What you should do: If a line below contains the string "wall", copy it out.

Stored entries:

┌────────

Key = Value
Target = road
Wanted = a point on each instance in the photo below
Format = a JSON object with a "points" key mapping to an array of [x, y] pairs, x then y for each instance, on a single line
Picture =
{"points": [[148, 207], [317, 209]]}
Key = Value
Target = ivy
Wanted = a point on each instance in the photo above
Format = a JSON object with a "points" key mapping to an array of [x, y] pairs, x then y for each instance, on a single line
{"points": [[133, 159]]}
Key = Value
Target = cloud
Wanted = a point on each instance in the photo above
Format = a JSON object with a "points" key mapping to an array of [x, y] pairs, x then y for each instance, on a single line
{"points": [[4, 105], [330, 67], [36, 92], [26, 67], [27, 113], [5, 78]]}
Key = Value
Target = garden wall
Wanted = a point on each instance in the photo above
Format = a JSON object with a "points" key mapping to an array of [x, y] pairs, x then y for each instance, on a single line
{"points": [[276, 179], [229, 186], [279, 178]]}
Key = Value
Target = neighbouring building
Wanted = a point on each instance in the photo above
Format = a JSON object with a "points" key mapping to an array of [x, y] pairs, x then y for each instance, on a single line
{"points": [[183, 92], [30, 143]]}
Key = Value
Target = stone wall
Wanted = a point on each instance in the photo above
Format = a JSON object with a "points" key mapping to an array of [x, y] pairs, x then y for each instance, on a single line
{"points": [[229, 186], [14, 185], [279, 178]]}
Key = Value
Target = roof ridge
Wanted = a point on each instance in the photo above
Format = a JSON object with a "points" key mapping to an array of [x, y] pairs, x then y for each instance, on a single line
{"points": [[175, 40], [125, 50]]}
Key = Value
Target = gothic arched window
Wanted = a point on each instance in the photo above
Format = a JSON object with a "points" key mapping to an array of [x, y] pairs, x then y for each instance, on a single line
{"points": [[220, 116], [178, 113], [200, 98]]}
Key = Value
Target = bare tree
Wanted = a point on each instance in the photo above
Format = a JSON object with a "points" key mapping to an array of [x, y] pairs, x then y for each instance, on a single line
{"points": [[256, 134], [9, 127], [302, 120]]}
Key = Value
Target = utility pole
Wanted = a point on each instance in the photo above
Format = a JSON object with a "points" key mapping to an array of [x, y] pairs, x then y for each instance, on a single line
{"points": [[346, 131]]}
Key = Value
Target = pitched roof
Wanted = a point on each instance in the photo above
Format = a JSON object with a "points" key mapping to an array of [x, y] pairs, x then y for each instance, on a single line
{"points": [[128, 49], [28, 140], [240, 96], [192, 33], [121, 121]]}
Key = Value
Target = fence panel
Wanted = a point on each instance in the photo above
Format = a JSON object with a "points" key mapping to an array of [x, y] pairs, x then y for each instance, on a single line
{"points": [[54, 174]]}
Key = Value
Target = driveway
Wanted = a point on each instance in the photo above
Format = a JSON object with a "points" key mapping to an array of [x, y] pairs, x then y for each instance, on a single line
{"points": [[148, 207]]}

└────────

Written answer:
Target = garden wall
Target = stone wall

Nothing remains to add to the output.